◆ **TASK REQUIREMENTS**:
**a)** Decide whether each of the following statements agrees with the pandas forum thread, answering yes or no and quoting the thread's deciding words: (i) the asker says they have spent two hours trying; (ii) one reply advises transposing the second DataFrame first; (iii) the thread reports 1,000 views.
**b)** Answer these questions from the pandas forum thread, one per line:
(i) How many upvotes does the original question show?
(ii) What value does the asker want in the new column for ID 3 with State ZF?
(iii) According to the last reply, which method puts each value in df2 into its own row?
**c)** Write out the part of the pandas forum thread that begins at the words "print(merged.to_string(index=False))" and stops after "print(df2.set_index('ID')".

◆ **SUPPLIED TEXT**:
Reputation: 101
So I have this df1:
ID State
1 AA
2 AA
3 ZF
3 CJ
and df2:
ID AA ZF CJ etc
1 9 8 77
2 7 6 5
3 8 88 6
I have to create a new column in df1 bringing the values in df2 like this:
ID State Value
1 AA 9
2 AA 7
3 ZF 88
3 CJ 6
I've been trying for 2 hours now and I can't seem to find a way to refer to the column names on df2 based on the values of df1['State']. Even if I could think of a way to do that, the value is filtered by ID too... tricky stuff. Any help?
Thank you in advance
Upvotes: 2
Views: 856
Reputation: 8768
Here is an option using loc
df1['value'] = df2.set_index('ID').stack().loc[(pd.MultiIndex.from_frame(df1))].to_numpy()
or
idx,cols = pd.factorize(df['State'])
df2.set_index('ID').reindex(df['ID']).reindex(cols,axis=1).to_numpy()[range(len(idx)),idx]
Upvotes: 1
Reputation: 2061
Since you want to map the columns of the second DataFrame to a row in the first DataFrame, you need to first Transpose the second DataFrame, I also suggest removing the 'ID' column for ease:
df2.drop('ID', axis = 1, inplace = True)
df2 = df2.T
df2.columns = ['State', 'Value1', 'Value2', 'Value3']
final_df = pd.merge(df1, df2, on = 'State', how = 'left')
Upvotes: 0
Reputation: 35636
Let's try something like:
import pandas as pd
df1 = pd.DataFrame({'ID': {0: 1, 1: 2, 2: 3, 3: 3},
'State': {0: 'AA', 1: 'AA',
2: 'ZF', 3: 'CJ'}})
df2 = pd.DataFrame({'ID': {0: 1, 1: 2, 2: 3},
'AA': {0: 9, 1: 7, 2: 8},
'ZF': {0: 8, 1: 6, 2: 88},
'CJ': {0: 77, 1: 5, 2: 6}})
merged = df1.merge(
df2.set_index('ID')
.stack()
.reset_index()
.rename(columns={'level_1': 'State', 0: 'Value'}),
on=['ID', 'State']
)
print(merged.to_string(index=False))
merged
:
ID State Value
1 AA 9
2 AA 7
3 ZF 88
3 CJ 6
Uses stack to get each value in df2
into its own row:
print(df2.set_index('ID')
.stack()
.reset_index()
.rename(columns={'level_1': 'State', 0: 'Value'}))
Output:
ID State Value
0 1 AA 9
1 1 ZF 8
2 1 CJ 77
3 2 AA 7
4 2 ZF 6
5 2 CJ 5
6 3 AA 8
7 3 ZF 88
8 3 CJ 6
Then this easily merges with df1
Upvotes: 1

◆ **PROVIDED DATA**:
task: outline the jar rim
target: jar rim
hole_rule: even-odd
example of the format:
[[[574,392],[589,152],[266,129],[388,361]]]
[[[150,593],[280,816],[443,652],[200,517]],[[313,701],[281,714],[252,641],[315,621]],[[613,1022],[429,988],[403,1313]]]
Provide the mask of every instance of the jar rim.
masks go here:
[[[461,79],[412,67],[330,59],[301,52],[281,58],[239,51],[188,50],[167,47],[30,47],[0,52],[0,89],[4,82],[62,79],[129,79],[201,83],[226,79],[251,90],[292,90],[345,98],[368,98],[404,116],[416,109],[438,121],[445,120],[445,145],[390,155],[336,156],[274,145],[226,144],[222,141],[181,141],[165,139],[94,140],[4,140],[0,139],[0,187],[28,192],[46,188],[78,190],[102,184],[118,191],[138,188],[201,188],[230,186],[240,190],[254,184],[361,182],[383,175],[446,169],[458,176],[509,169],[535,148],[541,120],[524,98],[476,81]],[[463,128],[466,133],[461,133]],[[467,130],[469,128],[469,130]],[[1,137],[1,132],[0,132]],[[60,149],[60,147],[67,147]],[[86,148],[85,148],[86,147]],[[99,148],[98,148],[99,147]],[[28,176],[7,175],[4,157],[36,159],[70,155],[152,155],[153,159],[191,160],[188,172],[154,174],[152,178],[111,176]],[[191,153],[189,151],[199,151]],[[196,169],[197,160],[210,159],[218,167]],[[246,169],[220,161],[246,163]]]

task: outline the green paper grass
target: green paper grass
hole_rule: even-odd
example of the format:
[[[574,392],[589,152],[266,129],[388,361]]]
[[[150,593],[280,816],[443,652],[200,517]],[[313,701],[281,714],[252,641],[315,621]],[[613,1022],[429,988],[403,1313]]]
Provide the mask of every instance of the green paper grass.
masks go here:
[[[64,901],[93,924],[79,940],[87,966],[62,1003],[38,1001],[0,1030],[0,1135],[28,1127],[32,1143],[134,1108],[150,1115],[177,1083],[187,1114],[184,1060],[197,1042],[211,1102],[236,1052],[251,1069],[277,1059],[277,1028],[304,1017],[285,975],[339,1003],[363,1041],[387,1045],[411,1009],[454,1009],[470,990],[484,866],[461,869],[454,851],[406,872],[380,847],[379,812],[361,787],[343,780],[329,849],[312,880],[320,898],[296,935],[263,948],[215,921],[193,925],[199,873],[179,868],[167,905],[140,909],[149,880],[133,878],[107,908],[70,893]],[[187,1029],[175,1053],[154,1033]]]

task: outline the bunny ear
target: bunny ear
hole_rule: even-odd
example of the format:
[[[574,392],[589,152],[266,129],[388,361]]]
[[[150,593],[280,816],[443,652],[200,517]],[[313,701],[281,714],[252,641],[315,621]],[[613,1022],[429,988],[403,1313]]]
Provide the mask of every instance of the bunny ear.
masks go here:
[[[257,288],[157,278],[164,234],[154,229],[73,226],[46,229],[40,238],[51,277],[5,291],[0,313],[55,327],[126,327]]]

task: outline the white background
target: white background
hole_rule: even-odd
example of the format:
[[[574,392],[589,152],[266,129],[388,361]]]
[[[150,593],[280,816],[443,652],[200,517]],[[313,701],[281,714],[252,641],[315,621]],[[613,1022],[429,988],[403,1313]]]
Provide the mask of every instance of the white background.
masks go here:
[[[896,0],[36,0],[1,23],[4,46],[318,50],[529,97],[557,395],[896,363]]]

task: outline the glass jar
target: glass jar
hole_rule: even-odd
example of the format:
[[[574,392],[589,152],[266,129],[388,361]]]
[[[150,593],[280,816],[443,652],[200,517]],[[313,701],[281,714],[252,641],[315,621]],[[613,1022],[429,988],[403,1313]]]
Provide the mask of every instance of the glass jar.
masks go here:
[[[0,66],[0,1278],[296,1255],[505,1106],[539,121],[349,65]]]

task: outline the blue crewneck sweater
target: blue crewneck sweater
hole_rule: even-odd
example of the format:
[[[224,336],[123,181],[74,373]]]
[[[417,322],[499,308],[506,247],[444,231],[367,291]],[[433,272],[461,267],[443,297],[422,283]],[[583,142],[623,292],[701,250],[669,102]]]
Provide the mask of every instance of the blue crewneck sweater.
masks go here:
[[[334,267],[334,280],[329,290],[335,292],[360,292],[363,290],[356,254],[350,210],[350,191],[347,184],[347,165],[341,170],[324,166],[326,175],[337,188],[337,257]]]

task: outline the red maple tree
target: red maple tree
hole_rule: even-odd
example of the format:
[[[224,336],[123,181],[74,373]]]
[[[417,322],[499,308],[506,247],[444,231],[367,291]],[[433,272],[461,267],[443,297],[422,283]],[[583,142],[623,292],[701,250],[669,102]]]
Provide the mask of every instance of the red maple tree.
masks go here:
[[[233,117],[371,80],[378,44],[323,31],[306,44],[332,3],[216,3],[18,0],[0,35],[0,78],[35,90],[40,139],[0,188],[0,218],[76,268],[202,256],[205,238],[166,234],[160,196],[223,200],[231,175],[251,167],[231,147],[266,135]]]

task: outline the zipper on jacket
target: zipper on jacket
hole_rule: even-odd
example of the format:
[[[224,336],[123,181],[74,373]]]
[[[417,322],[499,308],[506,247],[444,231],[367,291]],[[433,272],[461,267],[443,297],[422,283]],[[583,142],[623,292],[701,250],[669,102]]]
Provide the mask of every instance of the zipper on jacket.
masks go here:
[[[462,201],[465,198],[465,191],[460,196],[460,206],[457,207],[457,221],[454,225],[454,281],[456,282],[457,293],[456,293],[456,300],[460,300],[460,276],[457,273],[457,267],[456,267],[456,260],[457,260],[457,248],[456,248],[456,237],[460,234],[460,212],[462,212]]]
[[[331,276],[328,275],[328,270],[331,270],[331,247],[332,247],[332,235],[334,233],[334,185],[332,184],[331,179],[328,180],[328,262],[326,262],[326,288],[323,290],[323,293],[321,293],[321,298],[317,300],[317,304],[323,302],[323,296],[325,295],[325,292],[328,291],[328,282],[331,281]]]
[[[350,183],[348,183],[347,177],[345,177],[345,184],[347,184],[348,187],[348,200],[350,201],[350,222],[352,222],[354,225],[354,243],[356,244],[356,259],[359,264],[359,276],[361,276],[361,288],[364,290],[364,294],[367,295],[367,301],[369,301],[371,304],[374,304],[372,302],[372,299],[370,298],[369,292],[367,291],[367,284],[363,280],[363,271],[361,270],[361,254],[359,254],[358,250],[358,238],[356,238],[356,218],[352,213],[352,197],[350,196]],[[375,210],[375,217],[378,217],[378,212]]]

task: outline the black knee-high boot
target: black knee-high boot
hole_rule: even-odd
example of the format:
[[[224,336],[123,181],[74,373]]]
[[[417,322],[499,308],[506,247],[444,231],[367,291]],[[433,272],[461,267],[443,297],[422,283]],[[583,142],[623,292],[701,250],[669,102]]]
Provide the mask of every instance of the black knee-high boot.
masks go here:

◆ **EXPECTED OUTPUTS**:
**a)**
(i) Yes: "I've been trying for 2 hours now"
(ii) Yes: "you need to first Transpose the second DataFrame"
(iii) No: "Views: 856"

**b)**
(i) 2
(ii) 88
(iii) stack

**c)**
print(merged.to_string(index=False))
merged
:
ID State Value
1 AA 9
2 AA 7
3 ZF 88
3 CJ 6
Uses stack to get each value in df2
into its own row:
print(df2.set_index('ID')